INSTRUCTION:
Transcribe the part of the passage on the analysis function's outputs that begins with the words containing "volcano_plots Volcano plots" and ends with "the effect magnitude.".

DOCUMENT PASSAGE:
· · · · ·

The function will return a list with different outputs from the analysis.

List element Description
input_data The original counts table used to run the analysis.
input_metadata A data.frame with the original metadata you provided.
test_variables A data.frame with the subset of metadata variables used for the analysis.
model_matrix The model matrix generated (or provided) to the function.
contrast_matrix OR coefficients Either the contrast matrix used, or the coefficients selected, depending on the analysis you chose to run.
limma_significant A list of data.frames containing the significant differentially abundant features determined by the limma() function, with the adjusted p-value and logFC threshold selected, for each comparison/coefficient.
limma_all A list of data.frames containing the significance levels and logFC of all features, regardless of their significance, for each comparison/coefficient.
volcano_plots Volcano plots for each of the comparisons/coefficients selected.
bar_plots Bar plots combining significant features for each of the comparisons/coefficients selected. The x-axis shows the logFC values calculated by limma, with features names on the y-axis, ordered by the effect magnitude.
feature_plots Individual box or scatter plots for each feature, for each of the comparisons/coefficients selected.
venn_diagram An empty shell that originally contained the Venn diagram that showed up when running the function... This needs to be updated by using another Venn diagram function – hopefully to come in the future!
Which plot files are saved to disk?

If a plot output folder path is provided, for each comparison/coefficient you have selected, three output .pdf files will be generated (provided there is at least 1 significant feature). All will have the calculated prefix: {plot_file_prefix}_{test_variable + group}_.

File name Description
volcplot.pdf A volcano plot showing all features, with significant features labelled. Decreased and increased features are shown in blue and red respectively.
barplot.pdf A bar plot showing significant features, with the logFC on the x-axis and the feature name on the y-axis. The y-axis is ordered by logFC magnitude, with negative at the bottom and positive at the top. Negative logFC features are coloured blue, while positive ones are coloured red. The top features of each direction are selected for plotting, and the plot will resize if there are fewer values than this.
featureplots.pdf Individual box or scatter plots for each feature. These plots are arranged with 12 features to a page (3 columns and 4 rows). Multiple pages will be combined into a single output .pdf files if there are more than 12 significant features.

· · · · ·

Collected data entries:
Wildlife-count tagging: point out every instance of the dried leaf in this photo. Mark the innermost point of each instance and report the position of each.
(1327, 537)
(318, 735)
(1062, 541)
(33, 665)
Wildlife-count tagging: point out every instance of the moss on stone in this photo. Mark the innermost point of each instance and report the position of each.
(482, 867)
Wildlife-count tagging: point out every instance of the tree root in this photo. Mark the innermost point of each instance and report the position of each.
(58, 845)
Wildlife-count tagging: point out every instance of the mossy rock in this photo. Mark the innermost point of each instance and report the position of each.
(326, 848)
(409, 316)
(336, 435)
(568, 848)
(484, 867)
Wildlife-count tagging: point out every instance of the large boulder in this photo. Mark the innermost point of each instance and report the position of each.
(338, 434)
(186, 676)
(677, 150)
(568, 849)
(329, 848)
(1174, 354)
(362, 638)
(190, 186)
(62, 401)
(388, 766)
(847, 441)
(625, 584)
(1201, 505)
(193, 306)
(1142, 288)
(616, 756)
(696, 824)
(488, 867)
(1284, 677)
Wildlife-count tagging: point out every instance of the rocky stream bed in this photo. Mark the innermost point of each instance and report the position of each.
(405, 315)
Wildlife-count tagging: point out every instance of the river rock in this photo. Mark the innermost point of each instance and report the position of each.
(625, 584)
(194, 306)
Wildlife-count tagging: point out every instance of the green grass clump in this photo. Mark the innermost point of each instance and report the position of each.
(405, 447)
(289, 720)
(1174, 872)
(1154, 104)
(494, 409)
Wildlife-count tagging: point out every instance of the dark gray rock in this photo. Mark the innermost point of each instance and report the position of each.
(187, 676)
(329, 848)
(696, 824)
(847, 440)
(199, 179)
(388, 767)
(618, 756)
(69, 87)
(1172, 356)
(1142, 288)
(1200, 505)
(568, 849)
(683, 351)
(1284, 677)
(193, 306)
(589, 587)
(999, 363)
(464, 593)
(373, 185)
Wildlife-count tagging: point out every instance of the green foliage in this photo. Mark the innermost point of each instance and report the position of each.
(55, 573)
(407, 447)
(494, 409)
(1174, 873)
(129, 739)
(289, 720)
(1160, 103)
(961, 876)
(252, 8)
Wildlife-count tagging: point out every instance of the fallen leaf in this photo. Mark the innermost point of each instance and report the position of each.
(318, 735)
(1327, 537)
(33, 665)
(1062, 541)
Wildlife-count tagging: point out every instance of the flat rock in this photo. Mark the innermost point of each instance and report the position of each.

· · · · ·

CORRECT RESPONSE:
volcano_plots Volcano plots for each of the comparisons/coefficients selected.
bar_plots Bar plots combining significant features for each of the comparisons/coefficients selected. The x-axis shows the logFC values calculated by limma, with features names on the y-axis, ordered by the effect magnitude.